Material for the task >>

----------------

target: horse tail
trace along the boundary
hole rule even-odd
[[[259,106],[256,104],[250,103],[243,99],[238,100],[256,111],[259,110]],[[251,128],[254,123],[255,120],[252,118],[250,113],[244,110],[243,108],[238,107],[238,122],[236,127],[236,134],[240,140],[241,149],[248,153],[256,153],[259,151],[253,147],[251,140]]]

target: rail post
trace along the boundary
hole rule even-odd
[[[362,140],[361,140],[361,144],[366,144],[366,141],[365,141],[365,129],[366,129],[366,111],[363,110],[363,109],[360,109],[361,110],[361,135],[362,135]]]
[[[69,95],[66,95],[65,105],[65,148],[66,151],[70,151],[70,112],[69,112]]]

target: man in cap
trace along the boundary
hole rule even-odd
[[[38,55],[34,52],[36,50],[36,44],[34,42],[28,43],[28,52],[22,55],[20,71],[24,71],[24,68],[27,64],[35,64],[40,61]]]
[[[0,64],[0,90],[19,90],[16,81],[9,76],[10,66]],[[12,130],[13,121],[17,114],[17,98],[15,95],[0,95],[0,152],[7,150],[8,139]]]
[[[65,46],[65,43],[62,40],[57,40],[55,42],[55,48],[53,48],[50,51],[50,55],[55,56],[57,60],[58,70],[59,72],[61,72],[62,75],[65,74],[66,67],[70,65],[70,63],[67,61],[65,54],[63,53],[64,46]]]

----------------

Required work >>
Each line of the material must be restated exactly.

Exercise solution >>
target: horse tail
trace along the boundary
hole rule even-odd
[[[259,106],[256,104],[250,103],[243,99],[238,100],[256,111],[259,110]],[[251,128],[254,123],[255,120],[252,118],[250,113],[244,110],[243,108],[238,107],[238,122],[236,127],[236,134],[240,140],[241,149],[248,153],[256,153],[259,151],[253,147],[251,140]]]

target: rail post
trace along the boundary
hole rule even-odd
[[[362,140],[361,140],[361,144],[366,144],[366,141],[365,141],[365,129],[366,129],[366,111],[363,110],[363,109],[360,109],[361,110],[361,135],[362,135]]]
[[[69,95],[66,95],[65,105],[65,148],[66,151],[70,151],[70,112],[69,112]]]

target: man in cap
trace along the boundary
hole rule even-odd
[[[38,55],[34,52],[36,50],[36,44],[34,42],[28,43],[28,52],[22,55],[20,71],[24,71],[24,68],[27,64],[35,64],[40,61]]]
[[[0,64],[0,90],[19,90],[16,81],[9,76],[10,66]],[[12,130],[13,121],[17,114],[17,98],[15,95],[0,95],[0,152],[7,150],[8,139]]]
[[[65,46],[65,43],[62,40],[57,40],[55,42],[55,48],[53,48],[50,51],[50,55],[55,56],[57,60],[58,70],[59,72],[61,72],[62,75],[65,74],[66,67],[70,65],[70,63],[67,61],[65,54],[63,53],[64,46]]]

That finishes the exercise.